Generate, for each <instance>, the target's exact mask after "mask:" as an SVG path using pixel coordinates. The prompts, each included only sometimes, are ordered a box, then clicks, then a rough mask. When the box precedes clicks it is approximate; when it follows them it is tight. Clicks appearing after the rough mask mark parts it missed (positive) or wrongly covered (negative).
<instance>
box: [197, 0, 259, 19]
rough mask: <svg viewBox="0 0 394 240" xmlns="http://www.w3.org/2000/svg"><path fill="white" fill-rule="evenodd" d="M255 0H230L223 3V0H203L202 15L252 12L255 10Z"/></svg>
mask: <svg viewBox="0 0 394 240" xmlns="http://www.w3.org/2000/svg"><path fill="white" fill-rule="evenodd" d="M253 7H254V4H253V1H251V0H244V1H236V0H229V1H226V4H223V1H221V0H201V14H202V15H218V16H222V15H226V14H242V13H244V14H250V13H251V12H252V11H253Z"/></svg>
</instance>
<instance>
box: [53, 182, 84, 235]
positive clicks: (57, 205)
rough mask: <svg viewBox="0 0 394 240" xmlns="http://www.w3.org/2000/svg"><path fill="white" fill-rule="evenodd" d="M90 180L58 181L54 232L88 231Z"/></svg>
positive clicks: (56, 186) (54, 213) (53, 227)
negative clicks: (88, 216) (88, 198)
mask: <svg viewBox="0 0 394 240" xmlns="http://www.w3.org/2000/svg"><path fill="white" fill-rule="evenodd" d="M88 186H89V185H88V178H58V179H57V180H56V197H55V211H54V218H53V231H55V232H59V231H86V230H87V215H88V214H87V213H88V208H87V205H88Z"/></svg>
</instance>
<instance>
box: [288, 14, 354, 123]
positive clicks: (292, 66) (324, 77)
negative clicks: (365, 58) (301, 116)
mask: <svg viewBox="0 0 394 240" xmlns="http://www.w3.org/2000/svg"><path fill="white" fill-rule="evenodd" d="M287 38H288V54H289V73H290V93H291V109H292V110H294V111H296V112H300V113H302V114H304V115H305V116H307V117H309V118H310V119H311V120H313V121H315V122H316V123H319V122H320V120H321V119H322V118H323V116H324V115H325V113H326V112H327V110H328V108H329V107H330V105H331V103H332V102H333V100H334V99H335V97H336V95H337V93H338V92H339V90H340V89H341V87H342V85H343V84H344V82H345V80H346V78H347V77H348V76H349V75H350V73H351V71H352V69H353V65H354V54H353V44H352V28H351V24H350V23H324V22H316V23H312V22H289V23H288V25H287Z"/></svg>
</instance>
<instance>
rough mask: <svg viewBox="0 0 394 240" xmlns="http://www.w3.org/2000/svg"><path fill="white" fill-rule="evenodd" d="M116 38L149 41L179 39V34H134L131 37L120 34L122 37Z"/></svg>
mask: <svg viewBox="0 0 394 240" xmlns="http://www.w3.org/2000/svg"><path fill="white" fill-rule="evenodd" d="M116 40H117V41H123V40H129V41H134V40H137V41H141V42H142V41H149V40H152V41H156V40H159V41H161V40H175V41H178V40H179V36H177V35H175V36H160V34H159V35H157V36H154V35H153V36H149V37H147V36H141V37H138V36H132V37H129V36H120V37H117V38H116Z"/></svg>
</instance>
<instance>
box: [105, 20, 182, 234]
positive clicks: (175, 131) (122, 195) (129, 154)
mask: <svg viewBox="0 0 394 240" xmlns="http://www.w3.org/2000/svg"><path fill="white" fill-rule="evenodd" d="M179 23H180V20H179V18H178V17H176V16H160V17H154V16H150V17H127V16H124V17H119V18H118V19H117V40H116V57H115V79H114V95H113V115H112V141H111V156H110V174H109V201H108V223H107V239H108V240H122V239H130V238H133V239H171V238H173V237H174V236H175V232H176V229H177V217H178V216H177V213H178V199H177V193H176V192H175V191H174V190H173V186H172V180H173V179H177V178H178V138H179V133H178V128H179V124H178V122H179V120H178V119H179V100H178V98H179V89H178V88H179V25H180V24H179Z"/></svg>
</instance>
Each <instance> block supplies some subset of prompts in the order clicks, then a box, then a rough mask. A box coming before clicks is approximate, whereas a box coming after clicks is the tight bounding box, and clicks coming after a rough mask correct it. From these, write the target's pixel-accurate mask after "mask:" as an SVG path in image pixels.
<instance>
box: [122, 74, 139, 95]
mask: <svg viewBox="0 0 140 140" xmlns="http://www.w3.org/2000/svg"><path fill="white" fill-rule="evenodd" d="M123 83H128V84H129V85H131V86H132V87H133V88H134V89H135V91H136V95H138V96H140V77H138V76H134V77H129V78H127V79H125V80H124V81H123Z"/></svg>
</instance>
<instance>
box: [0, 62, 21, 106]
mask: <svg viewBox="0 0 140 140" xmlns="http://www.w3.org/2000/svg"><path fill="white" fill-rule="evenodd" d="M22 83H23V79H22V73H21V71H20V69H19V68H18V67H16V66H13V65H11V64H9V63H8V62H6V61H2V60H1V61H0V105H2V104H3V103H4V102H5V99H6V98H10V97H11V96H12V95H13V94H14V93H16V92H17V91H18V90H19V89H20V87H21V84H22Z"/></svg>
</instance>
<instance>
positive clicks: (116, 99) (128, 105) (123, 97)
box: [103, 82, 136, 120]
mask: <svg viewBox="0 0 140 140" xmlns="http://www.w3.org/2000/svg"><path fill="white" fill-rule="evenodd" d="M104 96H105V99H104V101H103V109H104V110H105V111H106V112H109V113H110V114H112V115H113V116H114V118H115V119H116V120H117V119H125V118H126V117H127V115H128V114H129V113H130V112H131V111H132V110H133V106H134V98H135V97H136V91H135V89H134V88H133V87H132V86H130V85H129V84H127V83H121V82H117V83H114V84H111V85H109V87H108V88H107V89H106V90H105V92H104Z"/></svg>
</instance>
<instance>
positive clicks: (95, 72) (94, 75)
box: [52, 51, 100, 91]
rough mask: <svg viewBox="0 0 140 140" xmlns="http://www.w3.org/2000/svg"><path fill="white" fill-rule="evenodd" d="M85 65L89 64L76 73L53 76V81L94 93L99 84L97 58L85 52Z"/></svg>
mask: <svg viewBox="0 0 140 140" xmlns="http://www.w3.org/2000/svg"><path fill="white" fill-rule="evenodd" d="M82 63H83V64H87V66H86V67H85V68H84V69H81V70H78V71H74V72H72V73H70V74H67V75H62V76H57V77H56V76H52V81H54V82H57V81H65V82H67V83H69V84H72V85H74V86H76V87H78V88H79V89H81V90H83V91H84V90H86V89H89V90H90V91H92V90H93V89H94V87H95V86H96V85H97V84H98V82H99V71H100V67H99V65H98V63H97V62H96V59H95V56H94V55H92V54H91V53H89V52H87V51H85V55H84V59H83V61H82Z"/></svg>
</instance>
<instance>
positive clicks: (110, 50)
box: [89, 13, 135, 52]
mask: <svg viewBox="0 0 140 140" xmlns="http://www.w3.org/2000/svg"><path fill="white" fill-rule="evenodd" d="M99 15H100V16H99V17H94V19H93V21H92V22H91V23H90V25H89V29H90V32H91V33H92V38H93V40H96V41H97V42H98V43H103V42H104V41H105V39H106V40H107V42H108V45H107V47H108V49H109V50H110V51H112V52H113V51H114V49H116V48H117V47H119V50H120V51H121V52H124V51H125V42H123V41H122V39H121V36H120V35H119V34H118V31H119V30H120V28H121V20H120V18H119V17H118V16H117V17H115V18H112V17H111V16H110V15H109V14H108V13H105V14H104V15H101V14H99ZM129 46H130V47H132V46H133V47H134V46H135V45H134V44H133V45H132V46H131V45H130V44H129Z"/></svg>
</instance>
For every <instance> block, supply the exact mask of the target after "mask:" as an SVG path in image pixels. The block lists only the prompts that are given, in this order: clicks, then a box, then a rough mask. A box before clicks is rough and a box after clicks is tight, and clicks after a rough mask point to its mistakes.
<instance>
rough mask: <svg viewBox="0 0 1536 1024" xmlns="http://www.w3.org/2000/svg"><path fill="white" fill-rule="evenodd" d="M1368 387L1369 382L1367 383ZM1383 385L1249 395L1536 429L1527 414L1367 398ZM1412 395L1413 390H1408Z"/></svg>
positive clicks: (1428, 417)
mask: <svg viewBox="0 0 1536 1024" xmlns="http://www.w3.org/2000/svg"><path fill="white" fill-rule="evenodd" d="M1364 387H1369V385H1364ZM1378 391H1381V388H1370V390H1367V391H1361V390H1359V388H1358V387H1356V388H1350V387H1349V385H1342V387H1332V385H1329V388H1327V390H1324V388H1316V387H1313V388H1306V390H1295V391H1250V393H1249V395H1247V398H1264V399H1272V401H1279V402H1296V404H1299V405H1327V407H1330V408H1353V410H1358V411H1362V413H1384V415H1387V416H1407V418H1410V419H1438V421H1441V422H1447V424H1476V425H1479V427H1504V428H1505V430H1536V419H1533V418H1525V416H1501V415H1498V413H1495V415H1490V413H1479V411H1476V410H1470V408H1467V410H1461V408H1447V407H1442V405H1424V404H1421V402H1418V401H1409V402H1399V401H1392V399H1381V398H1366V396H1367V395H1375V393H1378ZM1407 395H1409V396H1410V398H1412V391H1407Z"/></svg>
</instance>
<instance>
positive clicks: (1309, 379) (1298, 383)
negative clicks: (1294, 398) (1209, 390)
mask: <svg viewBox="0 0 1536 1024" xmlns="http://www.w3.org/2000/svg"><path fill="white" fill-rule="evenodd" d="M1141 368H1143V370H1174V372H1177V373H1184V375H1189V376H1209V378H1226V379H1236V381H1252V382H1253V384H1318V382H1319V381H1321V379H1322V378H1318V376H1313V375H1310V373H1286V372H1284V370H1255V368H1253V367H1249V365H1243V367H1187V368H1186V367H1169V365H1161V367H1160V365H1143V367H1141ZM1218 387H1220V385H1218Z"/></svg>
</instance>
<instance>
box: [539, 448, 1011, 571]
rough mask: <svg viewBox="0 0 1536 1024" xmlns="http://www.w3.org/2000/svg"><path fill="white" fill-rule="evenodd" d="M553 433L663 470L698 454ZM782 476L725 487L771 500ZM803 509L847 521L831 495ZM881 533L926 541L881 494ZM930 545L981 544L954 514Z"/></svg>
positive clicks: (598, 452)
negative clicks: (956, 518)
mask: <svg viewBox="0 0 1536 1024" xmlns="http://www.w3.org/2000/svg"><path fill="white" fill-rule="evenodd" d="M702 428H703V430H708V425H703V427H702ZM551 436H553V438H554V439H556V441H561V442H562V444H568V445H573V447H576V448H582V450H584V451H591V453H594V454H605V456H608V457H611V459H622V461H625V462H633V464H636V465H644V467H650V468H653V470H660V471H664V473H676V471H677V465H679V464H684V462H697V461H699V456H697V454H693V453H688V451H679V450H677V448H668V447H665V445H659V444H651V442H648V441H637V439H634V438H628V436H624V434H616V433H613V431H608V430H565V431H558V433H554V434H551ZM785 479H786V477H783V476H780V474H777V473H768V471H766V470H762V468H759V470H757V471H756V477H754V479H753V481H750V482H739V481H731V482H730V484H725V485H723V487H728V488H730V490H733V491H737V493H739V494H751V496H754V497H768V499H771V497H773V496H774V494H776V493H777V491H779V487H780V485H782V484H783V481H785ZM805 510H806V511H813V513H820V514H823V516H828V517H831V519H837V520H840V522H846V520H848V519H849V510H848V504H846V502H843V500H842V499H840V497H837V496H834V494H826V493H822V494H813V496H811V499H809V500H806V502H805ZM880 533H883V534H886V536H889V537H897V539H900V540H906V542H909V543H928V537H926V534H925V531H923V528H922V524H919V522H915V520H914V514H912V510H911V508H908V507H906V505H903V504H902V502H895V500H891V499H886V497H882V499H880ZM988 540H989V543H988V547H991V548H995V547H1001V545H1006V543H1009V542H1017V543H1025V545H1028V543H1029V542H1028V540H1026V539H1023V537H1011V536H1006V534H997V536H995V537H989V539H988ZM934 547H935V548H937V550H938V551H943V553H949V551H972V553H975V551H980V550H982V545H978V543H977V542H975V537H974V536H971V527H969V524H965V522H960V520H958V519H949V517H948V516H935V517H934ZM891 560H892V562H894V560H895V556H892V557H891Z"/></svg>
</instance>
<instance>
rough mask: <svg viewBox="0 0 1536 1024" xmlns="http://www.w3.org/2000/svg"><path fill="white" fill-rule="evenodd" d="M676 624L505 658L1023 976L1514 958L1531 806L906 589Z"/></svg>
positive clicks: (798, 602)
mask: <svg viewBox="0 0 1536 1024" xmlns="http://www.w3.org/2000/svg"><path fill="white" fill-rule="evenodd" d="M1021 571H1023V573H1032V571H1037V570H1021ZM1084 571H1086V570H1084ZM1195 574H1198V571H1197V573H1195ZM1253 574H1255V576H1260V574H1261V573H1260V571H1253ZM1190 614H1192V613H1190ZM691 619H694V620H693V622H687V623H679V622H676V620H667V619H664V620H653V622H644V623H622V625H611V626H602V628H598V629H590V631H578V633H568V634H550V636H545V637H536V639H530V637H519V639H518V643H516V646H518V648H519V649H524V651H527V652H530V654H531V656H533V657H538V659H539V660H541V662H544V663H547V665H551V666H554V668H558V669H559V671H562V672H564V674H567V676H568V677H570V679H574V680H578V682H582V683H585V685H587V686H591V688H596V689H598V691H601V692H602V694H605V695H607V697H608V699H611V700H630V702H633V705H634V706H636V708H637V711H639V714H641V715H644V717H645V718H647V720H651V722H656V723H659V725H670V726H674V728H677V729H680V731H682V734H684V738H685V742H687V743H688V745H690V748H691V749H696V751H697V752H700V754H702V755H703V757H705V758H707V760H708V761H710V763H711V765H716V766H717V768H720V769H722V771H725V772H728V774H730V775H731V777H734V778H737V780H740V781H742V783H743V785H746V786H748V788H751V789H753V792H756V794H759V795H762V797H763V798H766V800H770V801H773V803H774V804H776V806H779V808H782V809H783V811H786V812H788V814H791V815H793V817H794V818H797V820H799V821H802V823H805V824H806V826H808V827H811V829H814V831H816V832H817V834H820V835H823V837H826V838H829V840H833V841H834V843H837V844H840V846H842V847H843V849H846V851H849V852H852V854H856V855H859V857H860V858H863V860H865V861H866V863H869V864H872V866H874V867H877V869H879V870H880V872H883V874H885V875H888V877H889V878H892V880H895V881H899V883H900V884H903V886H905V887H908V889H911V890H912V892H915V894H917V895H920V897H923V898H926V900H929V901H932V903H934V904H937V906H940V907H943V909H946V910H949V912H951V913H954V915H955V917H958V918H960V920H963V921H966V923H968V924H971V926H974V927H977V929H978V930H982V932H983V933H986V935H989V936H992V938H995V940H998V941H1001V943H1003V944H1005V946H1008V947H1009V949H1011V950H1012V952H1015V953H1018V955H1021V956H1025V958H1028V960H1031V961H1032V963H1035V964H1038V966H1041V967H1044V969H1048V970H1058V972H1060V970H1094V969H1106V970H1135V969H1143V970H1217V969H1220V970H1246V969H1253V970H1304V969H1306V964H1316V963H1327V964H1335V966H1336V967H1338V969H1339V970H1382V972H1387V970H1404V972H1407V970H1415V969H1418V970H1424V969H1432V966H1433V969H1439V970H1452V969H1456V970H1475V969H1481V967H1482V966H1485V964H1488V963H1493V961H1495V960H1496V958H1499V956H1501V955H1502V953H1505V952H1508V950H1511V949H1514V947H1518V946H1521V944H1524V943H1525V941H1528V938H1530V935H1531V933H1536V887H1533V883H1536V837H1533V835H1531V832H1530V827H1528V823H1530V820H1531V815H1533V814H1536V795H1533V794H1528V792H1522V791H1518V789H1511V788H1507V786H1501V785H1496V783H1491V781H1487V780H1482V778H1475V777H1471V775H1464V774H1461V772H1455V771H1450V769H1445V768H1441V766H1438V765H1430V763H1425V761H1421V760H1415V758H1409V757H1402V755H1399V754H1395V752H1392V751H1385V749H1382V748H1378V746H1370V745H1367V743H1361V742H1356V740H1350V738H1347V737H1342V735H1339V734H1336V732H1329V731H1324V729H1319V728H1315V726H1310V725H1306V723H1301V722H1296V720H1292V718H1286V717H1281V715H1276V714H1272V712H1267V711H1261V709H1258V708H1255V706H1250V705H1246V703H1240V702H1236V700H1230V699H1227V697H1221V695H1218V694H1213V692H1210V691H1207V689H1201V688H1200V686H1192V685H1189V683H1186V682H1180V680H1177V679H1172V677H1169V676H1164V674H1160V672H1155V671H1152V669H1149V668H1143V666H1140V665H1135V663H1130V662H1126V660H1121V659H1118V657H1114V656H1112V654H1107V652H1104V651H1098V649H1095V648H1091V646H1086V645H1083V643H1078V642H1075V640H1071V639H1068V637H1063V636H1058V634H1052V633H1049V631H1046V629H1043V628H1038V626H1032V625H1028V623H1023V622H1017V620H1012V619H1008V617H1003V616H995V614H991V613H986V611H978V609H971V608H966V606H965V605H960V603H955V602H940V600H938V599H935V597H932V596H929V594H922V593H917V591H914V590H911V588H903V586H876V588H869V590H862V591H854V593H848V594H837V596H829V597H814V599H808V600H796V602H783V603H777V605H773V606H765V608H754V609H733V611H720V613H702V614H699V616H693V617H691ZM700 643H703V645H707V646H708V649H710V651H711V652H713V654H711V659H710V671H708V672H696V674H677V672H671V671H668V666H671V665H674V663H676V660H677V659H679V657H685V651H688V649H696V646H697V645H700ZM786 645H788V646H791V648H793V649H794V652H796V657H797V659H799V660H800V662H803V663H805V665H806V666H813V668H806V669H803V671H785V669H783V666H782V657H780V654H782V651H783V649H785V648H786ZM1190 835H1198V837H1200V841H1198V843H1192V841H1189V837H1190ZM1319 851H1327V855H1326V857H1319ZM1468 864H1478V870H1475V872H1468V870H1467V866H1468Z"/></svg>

================

● **WHAT YOU SHOULD DO**
Return exactly the lines above from the line that has "65L89 64L76 73L53" through the line that has "387L1369 382L1367 383ZM1383", inclusive, and nothing else.

● **TASK SOLUTION**
rough mask: <svg viewBox="0 0 140 140" xmlns="http://www.w3.org/2000/svg"><path fill="white" fill-rule="evenodd" d="M85 65L89 64L76 73L53 76V81L94 93L99 84L97 58L85 52Z"/></svg>
mask: <svg viewBox="0 0 140 140" xmlns="http://www.w3.org/2000/svg"><path fill="white" fill-rule="evenodd" d="M82 63H83V64H87V66H86V67H85V68H84V69H81V70H78V71H74V72H72V73H70V74H67V75H62V76H57V77H56V76H52V81H54V82H57V81H65V82H67V83H69V84H72V85H74V86H76V87H78V88H79V89H81V90H83V91H84V90H86V89H89V90H90V91H92V90H93V89H94V87H95V86H96V85H97V84H98V82H99V71H100V67H99V65H98V63H97V62H96V59H95V56H94V55H92V54H91V53H89V52H87V51H85V55H84V59H83V61H82Z"/></svg>
</instance>
<instance>
positive clicks: (110, 50)
box: [89, 13, 135, 52]
mask: <svg viewBox="0 0 140 140" xmlns="http://www.w3.org/2000/svg"><path fill="white" fill-rule="evenodd" d="M99 15H100V16H99V17H94V19H93V21H92V22H91V23H90V25H89V29H90V32H91V33H92V38H93V40H96V41H97V42H98V43H103V42H104V41H105V39H106V40H107V42H108V45H107V47H108V49H109V50H110V51H112V52H113V51H114V49H116V48H117V47H119V50H120V51H121V52H124V51H125V42H123V41H122V39H121V36H120V35H119V34H118V31H119V30H120V28H121V20H120V18H119V17H118V16H117V17H115V18H112V17H111V16H110V15H109V14H108V13H105V14H104V15H101V14H99ZM129 46H130V47H132V46H133V47H134V46H135V45H134V44H133V45H132V46H131V45H130V44H129Z"/></svg>
</instance>
For every <instance> block, supply the exact mask of the target after "mask:" as an SVG path in image pixels. The block lists only the prompts that are given, in this order: clicks, then a box, then a rough mask. A box before clicks is rough and a box after clicks is tight, and clicks after a rough mask point to its mistakes.
<instance>
rough mask: <svg viewBox="0 0 1536 1024" xmlns="http://www.w3.org/2000/svg"><path fill="white" fill-rule="evenodd" d="M1368 387L1369 382L1367 383ZM1383 385L1249 395L1536 429L1527 414L1367 398ZM1412 395L1413 390H1408Z"/></svg>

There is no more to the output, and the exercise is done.